Records for this task
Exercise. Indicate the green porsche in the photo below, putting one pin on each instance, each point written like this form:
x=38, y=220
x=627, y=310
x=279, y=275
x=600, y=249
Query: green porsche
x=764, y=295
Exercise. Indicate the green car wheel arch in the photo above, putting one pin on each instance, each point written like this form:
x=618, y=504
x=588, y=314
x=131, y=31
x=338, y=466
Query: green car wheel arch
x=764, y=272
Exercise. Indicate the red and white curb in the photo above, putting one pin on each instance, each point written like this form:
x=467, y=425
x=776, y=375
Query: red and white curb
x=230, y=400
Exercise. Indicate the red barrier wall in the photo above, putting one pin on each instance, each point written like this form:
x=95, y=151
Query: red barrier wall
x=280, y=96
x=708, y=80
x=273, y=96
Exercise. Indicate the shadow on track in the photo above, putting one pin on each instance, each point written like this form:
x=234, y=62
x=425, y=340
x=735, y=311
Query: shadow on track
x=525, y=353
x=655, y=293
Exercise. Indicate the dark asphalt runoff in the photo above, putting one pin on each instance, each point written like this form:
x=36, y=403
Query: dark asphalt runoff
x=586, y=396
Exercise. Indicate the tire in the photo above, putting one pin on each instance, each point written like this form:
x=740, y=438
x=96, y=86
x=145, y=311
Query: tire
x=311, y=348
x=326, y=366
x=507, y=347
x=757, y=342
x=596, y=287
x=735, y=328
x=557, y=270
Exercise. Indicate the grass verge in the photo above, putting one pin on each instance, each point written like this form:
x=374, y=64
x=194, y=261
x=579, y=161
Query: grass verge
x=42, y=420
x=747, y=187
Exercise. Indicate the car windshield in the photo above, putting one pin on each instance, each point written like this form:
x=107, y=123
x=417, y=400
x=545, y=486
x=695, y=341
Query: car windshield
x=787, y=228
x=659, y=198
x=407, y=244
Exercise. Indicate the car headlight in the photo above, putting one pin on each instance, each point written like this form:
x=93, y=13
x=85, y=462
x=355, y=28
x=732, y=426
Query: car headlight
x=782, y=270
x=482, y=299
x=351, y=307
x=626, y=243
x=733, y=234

Given request
Copy every line of the material above word for word, leaving nothing out and changing nothing.

Written response
Exercise. Indicate the green porsche in the photo below, putting one pin on each instance, each point written like this form:
x=38, y=220
x=627, y=310
x=279, y=275
x=600, y=249
Query: green porsche
x=764, y=295
Exercise. Indicate the green car wheel arch in the photo above, putting one pin on each instance, each point written like this form:
x=618, y=504
x=588, y=314
x=131, y=31
x=338, y=466
Query: green car wheel arch
x=764, y=272
Exercise. Indicate the red and white curb in the photo above, putting one pin on each instance, each point written like this form:
x=467, y=425
x=776, y=375
Query: red and white curb
x=230, y=400
Exercise. Indicate the red barrier wall in the photo above, putting one pin on each instance, each point written like this form:
x=95, y=151
Query: red barrier wall
x=280, y=96
x=708, y=80
x=273, y=96
Exercise. Indicate the shadow on track in the photo above, putting one pin on each instance, each point written like this form:
x=234, y=62
x=425, y=340
x=735, y=311
Query: shadow on track
x=525, y=353
x=655, y=293
Exercise. Indicate the dark asphalt runoff in the photo above, putting one pin on each instance, each point written like this form:
x=36, y=403
Query: dark asphalt runoff
x=586, y=396
Exercise. Indicate the tire in the photo above, putting one pin on each instance, each point written like this form:
x=740, y=438
x=96, y=86
x=145, y=311
Query: tire
x=311, y=348
x=326, y=366
x=507, y=347
x=757, y=342
x=596, y=287
x=735, y=328
x=557, y=270
Exercise. Indicate the grass verge in the photo above, putting one pin on each instance, each point written like this form:
x=374, y=64
x=194, y=261
x=579, y=161
Query: grass verge
x=42, y=420
x=747, y=187
Exercise. Indicate the car windshield in the photo above, putting one pin on each instance, each point written like this form:
x=107, y=123
x=417, y=400
x=545, y=486
x=695, y=341
Query: car windshield
x=787, y=228
x=659, y=198
x=407, y=244
Exercise. Indicate the car headlight in the photo above, putting one pin on each instance, each point written like this form:
x=93, y=13
x=85, y=462
x=355, y=28
x=732, y=426
Query: car headlight
x=782, y=270
x=482, y=299
x=351, y=307
x=626, y=243
x=733, y=234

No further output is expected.